Material for this task START

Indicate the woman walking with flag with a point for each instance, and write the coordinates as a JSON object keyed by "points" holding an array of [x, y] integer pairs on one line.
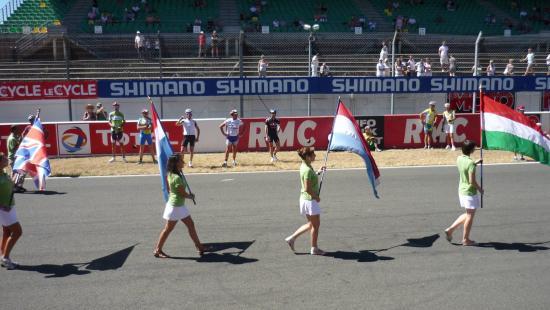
{"points": [[309, 201], [11, 229], [175, 209], [467, 193]]}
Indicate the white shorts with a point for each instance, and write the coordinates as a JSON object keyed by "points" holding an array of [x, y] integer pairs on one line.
{"points": [[309, 207], [469, 202], [172, 213], [8, 218], [449, 128]]}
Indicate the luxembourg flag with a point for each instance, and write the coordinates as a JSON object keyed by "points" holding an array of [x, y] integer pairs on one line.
{"points": [[163, 147], [505, 129], [31, 156], [346, 136]]}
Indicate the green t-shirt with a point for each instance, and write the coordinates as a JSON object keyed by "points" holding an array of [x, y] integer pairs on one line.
{"points": [[307, 173], [175, 182], [6, 188], [465, 166], [13, 144], [116, 119]]}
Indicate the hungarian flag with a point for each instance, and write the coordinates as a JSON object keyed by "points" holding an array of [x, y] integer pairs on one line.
{"points": [[502, 128], [346, 136]]}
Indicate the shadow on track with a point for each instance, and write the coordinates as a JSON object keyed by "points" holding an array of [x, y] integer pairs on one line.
{"points": [[110, 262], [231, 257]]}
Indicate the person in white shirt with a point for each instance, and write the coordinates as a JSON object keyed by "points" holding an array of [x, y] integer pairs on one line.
{"points": [[315, 65], [509, 70], [530, 58], [444, 56], [231, 129], [138, 43], [491, 69], [380, 69], [191, 133]]}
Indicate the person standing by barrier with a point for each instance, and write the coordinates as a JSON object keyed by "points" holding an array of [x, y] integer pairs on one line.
{"points": [[191, 133], [449, 118], [428, 118], [144, 125], [468, 189], [272, 128], [117, 121], [175, 209], [232, 134], [309, 201], [11, 229]]}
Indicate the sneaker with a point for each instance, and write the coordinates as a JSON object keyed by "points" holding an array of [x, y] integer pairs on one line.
{"points": [[317, 251], [290, 242]]}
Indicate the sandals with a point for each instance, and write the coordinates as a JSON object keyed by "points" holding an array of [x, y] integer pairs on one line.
{"points": [[160, 254]]}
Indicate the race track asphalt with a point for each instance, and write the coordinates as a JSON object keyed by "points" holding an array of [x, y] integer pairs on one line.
{"points": [[87, 244]]}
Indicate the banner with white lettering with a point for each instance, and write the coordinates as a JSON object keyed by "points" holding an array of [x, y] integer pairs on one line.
{"points": [[36, 90], [315, 85]]}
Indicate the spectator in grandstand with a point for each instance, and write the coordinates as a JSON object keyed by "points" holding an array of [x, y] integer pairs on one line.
{"points": [[370, 138], [309, 201], [89, 113], [11, 229], [215, 39], [231, 129], [384, 52], [139, 43], [175, 209], [509, 70], [262, 67], [315, 65], [468, 189], [191, 133], [380, 68], [101, 114], [116, 121], [428, 118], [443, 53], [449, 119], [491, 69], [324, 70], [202, 44], [411, 66], [145, 126], [272, 128], [530, 58], [427, 67], [452, 65]]}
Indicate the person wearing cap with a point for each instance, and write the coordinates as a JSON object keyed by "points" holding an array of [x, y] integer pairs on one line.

Material for this task END

=== Problem to solve ===
Word for word, reproduce all the data, but not the pictures.

=== Finished task ===
Indicate the woman walking with flag with a point for each instance, and write the coordinates as a JSON object keyed by "points" holding an array of [x, y] integer pairs on one line.
{"points": [[309, 201], [11, 229], [175, 209], [467, 193]]}
Indicate the white shorts with a point for each instance, and write the coordinates as a JSON object keyed by "points" holding an array of [x, y] integer pairs on one line.
{"points": [[309, 207], [469, 202], [172, 213], [8, 218], [449, 128]]}
Indicate the luxembourg flag with a point for each instance, and write the coordinates as a JSON object keyed by "points" holding an array of [x, y] integer pairs on one line.
{"points": [[163, 147], [505, 129], [31, 156], [346, 136]]}
Indicate the green t-shirt with a point for each instance, and write the coordinates as a JSON object keyed by "points" holding an array of [x, y] integer pairs on one line.
{"points": [[307, 173], [175, 182], [6, 188], [465, 166], [13, 144], [116, 119]]}
Indicate the hungarian flag with a point for each instance, and write the coordinates as a JSON object keyed by "points" holding an array of [x, y] integer pairs on one line.
{"points": [[502, 128], [346, 136]]}
Indicate the shadow on track with a point for each instance, and write the coordinates as a JSON object keyed by "points" holding an array of [x, y] integer pairs on one line.
{"points": [[110, 262], [231, 257]]}
Indicate the person in white shirt with a point for each instance, and write the coordinates as a JSON object keyed by "points" holding an array of [x, y] integer pairs on one line.
{"points": [[315, 65], [509, 70], [530, 58], [444, 56], [231, 129], [138, 43], [491, 69], [380, 69], [191, 133]]}
Indicate the person standing by barrier with a point for each instance, and write the coordinates as a JSON object keyed by "points" holding an array of [x, y] integer pairs on one line.
{"points": [[191, 133], [449, 118], [428, 118], [144, 125], [468, 189], [272, 128], [117, 121], [175, 209], [232, 134], [309, 201], [11, 229]]}
Indicate the sneaker with a point for each instance, and write the coordinates as a JSON object keyed by "points" holding an array of [x, y] integer pairs on one line.
{"points": [[317, 251], [290, 242]]}
Indicate the sandals with a point for each instance, and write the coordinates as a JSON object keyed by "points" holding an array of [x, y] integer pairs on one line.
{"points": [[160, 254]]}
Indicate the race track asphalt with a point for each instance, and write the coordinates as a JSON object keyed by "points" holding an array of [x, y] integer pairs on one line.
{"points": [[87, 244]]}
Indicate the banner with white lettering with a point for each instance, and write the coordinates as a JSON object keyed by "points" holding an array of [x, y] integer pairs on one line.
{"points": [[36, 90], [315, 85]]}
Indicate the spectator in grandstand with a point for each instance, and write the coordinates as a JSON object keyed by "points" holding an array of [x, y] integer pairs on one line.
{"points": [[370, 138], [309, 201], [89, 113], [11, 229], [215, 39], [231, 129], [384, 52], [139, 43], [175, 209], [509, 70], [262, 67], [315, 65], [468, 189], [191, 133], [380, 68], [101, 114], [116, 121], [428, 118], [443, 53], [449, 119], [491, 69], [324, 70], [202, 44], [411, 66], [145, 126], [272, 128], [530, 58], [427, 67], [452, 65]]}
Indicate the person wearing cap with a point for each instance, and write the coordinates as a JSON object keyed by "points" holding an array of [x, y] integer pairs on one line.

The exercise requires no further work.